Copy each line of the records below, from the first through the one that contains "Now the shirt", exactly as written.

─── DATASET ───

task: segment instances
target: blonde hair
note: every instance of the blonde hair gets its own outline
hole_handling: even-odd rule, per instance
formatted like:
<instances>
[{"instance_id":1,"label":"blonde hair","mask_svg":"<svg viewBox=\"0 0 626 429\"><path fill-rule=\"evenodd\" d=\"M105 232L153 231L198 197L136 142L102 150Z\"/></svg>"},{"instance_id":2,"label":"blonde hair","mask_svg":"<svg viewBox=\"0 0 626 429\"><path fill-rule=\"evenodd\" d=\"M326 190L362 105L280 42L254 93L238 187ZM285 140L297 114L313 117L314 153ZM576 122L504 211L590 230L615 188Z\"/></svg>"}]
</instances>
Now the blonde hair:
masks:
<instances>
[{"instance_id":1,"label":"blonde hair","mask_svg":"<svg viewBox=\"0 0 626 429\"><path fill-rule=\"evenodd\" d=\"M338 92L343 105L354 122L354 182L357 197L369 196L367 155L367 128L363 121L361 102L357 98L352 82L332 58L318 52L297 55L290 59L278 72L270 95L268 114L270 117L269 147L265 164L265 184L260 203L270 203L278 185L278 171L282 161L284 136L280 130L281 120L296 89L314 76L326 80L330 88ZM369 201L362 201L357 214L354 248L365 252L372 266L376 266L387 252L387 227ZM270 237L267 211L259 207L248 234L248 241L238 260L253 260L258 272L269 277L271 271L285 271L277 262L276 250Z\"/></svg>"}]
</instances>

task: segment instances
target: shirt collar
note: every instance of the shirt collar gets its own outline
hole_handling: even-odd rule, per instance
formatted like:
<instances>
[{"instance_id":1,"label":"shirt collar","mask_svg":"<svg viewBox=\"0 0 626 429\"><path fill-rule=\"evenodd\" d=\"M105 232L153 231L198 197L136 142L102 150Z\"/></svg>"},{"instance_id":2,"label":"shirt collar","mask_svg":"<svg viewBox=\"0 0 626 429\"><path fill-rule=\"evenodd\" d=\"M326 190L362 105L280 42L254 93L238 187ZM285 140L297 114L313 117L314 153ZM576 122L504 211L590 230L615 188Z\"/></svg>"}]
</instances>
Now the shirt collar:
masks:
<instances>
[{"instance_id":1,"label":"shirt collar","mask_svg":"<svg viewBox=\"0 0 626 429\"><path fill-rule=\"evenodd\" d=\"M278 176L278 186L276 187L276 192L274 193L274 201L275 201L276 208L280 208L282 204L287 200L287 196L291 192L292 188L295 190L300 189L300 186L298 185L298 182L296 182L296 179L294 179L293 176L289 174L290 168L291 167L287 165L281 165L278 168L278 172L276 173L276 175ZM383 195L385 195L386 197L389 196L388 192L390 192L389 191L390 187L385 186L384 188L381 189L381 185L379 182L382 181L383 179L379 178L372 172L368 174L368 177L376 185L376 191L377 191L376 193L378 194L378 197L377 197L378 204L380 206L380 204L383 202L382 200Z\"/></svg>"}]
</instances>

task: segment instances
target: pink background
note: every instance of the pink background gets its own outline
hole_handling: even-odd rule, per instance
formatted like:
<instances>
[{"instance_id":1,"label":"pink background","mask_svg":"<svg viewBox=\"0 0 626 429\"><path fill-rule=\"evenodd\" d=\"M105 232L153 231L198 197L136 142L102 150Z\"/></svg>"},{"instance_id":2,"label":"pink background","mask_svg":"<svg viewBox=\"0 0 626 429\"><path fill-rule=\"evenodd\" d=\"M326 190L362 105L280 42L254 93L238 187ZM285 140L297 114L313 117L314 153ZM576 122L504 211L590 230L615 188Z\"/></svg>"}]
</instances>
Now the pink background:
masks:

───

EXPECTED OUTPUT
task: segment instances
target: blonde hair
note: every instance of the blonde hair gets its own outline
hole_handling: even-odd rule, per instance
formatted like:
<instances>
[{"instance_id":1,"label":"blonde hair","mask_svg":"<svg viewBox=\"0 0 626 429\"><path fill-rule=\"evenodd\" d=\"M105 232L153 231L198 197L136 142L102 150Z\"/></svg>"},{"instance_id":2,"label":"blonde hair","mask_svg":"<svg viewBox=\"0 0 626 429\"><path fill-rule=\"evenodd\" d=\"M326 190L362 105L280 42L254 93L238 187ZM285 140L297 114L313 117L314 153ZM576 122L504 211L590 230L615 188Z\"/></svg>"}]
</instances>
Now the blonde hair:
masks:
<instances>
[{"instance_id":1,"label":"blonde hair","mask_svg":"<svg viewBox=\"0 0 626 429\"><path fill-rule=\"evenodd\" d=\"M338 92L343 105L354 122L354 182L357 197L369 196L367 155L367 128L363 121L361 102L357 98L352 82L332 58L318 52L297 55L290 59L278 72L270 95L268 114L270 117L269 147L265 164L265 184L260 203L270 203L278 185L278 171L282 161L284 136L280 130L281 120L296 89L314 76L326 80L330 88ZM369 201L362 201L357 214L354 248L365 252L372 266L376 266L387 252L387 227ZM270 237L267 211L259 207L248 234L248 241L238 260L253 260L258 272L269 277L271 271L285 271L277 262L276 250Z\"/></svg>"}]
</instances>

task: segment instances
target: shirt collar
note: every instance of the shirt collar gets its own outline
hole_handling: even-odd rule, per instance
formatted like:
<instances>
[{"instance_id":1,"label":"shirt collar","mask_svg":"<svg viewBox=\"0 0 626 429\"><path fill-rule=\"evenodd\" d=\"M105 232L153 231L198 197L136 142L102 150Z\"/></svg>"},{"instance_id":2,"label":"shirt collar","mask_svg":"<svg viewBox=\"0 0 626 429\"><path fill-rule=\"evenodd\" d=\"M326 190L362 105L280 42L254 93L238 187ZM285 140L297 114L313 117L314 153ZM576 122L504 211L590 230L615 188Z\"/></svg>"}]
</instances>
Now the shirt collar:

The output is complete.